(Extracted data entries)
++++++++

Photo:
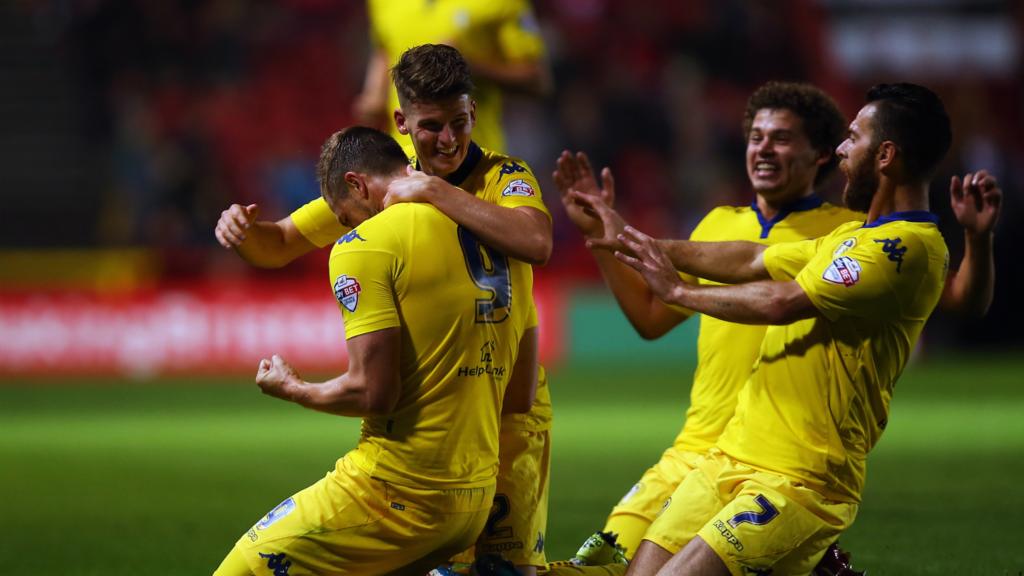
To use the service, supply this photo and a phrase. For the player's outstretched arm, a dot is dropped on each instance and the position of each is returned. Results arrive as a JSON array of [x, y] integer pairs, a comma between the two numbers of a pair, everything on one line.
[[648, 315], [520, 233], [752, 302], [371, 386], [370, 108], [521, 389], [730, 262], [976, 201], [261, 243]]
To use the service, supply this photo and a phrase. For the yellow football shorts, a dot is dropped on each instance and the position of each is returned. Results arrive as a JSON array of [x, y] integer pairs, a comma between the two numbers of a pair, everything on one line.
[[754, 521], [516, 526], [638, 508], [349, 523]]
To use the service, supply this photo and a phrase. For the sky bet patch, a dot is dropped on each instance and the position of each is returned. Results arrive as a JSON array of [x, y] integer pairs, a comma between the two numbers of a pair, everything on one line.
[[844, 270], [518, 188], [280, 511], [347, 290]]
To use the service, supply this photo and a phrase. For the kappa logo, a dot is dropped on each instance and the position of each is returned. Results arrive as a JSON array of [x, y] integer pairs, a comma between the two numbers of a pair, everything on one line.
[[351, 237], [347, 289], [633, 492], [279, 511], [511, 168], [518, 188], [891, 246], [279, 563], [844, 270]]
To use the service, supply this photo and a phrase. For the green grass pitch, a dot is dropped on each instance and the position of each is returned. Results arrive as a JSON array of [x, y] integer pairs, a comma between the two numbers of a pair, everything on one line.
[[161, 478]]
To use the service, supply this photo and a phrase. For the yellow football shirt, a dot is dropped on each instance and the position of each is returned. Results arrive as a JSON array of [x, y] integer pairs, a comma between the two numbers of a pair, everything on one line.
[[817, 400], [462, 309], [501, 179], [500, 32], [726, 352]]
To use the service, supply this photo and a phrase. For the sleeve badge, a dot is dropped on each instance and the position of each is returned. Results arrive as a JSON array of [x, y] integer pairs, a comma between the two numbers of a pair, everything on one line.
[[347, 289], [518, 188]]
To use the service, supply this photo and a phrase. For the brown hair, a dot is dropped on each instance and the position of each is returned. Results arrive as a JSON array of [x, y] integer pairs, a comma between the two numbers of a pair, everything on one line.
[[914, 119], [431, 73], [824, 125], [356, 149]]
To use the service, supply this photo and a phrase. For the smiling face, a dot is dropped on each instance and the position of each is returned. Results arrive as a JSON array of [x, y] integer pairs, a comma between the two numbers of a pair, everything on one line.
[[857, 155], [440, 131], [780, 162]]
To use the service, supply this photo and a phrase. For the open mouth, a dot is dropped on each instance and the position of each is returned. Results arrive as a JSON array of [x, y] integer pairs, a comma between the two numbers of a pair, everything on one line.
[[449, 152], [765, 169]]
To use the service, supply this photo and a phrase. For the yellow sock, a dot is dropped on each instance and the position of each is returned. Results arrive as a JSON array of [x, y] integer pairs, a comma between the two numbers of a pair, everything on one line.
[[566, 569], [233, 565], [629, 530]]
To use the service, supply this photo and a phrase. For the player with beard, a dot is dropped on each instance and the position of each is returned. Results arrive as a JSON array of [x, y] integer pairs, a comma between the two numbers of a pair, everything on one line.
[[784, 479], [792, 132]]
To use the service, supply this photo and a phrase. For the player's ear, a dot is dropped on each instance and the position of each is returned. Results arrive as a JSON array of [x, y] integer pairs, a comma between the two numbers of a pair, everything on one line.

++++++++

REQUIRED TASK: Reproduce every row above with "everything on one line" swapped for "all on a single line" and nothing else altered, omitting the pictures.

ANSWER TO THE EXERCISE:
Photo:
To use the service, supply this photo and a phrase. For the player's outstretched arm, a dot is dropped on each instance and the position of each is returned. Results arrive as a JSON array of [x, y] integer pairs, a comma between the two numbers of a pair, all on a single line.
[[648, 315], [520, 233], [752, 302], [371, 386], [370, 108], [521, 389], [730, 262], [976, 201], [261, 243]]
To use the service, supply this photo and a phrase. For the yellow football shorts, a dot is dropped on each instance and the position of each is returned. Results arrive as a JSON array of [x, y] integer pairs, a comma between the two numbers of a pair, all on a single line.
[[754, 521], [516, 526], [638, 508], [349, 523]]
To use the service, supply this photo and a phrase. For the sky bet patch, a dot is dropped on each instance and the position of each is returned. Results arrive as a JSON array of [x, y] integer pairs, a comma between the two numbers of a pair, all on a single line.
[[844, 270], [518, 188], [280, 511], [347, 290]]
To use the service, supply this photo and a phrase. For the kappa logo, a dot is dropped on each instance and the position of each is returned. Results arrive as a JSON array of [x, y] integer pairs, a comma between the two numbers of a pair, all on a single line.
[[351, 237], [347, 289], [633, 492], [279, 511], [511, 168], [518, 188], [891, 246], [279, 563], [844, 270]]
To use the service, supply this photo and a phrase. For the green grass pitch, a dot is dropped on each instance and the position of each is returned. Results arrive as a JSON array of [x, y] integer pairs, a comma between the two numbers of a pair, all on a single line.
[[161, 478]]
To use the service, supply this photo and a phrase. For the yellow football shirt, a dot is dropped on each instance and the position of each is returned. Results arrive as a JSON array of [x, y] integer pairs, a comma between the two numbers of a pair, all on a single line.
[[817, 400], [462, 309], [501, 179], [500, 32], [726, 352]]
To use the service, supply this photo and a phrase. For the sleeve badge, a dot is dropped on each instance and the position of each is returned. Results arrive as a JSON array of [x, y] integer pairs, a comma between the two numbers of a pair, all on a single line.
[[347, 289], [518, 188]]
To use the service, supply this photo and a phrase. For the brown hair, a dot is dropped on each instance and the position of each is returned. Results arrive as a JSON array of [x, y] integer pairs, a comma between the two numbers of a pair, all on a single line.
[[914, 119], [431, 73], [824, 125], [356, 149]]
To use the service, supply this photo and a phrase. For the smiling face, a dot is dropped on each instance and the position of each is returned. Results arrive as a JSON array of [x, y] integer pairs, a comma between the two numbers of a pair, all on a single line.
[[857, 155], [440, 131], [780, 162]]
To use the service, supply this photo and a phrase. For the open mouth, a dot is dropped on each instance and the position of each is returned. Results arrive as a JSON array of [x, y] integer pairs, a comma between the two numbers of a pair, all on a single line.
[[449, 152], [765, 169]]
To use the service, supply this photo and a phrase. For the yellow sock, a dot is dropped on each instance and the position of each is returned. Results arrive as a JSON array of [x, y] integer pairs, a comma between the two numbers of a pair, all on a single line.
[[566, 569], [233, 565], [629, 530]]
To use the service, supply this photo and a phrase. For the player with beard, a dot is dropped on each instance and the position of each is returned. Results arrive as a JSON array of [x, y] integer pairs, a comma between the two numbers of a pair, all on a single line.
[[784, 479], [792, 132]]
To use the service, supply this photo and a phrase. For the player's ear, a dot is dropped on each instance and the position of each is returned. Results arrive as a JSON array of [x, y] integer pairs, a comma between the two numbers of a pair, all on a single line.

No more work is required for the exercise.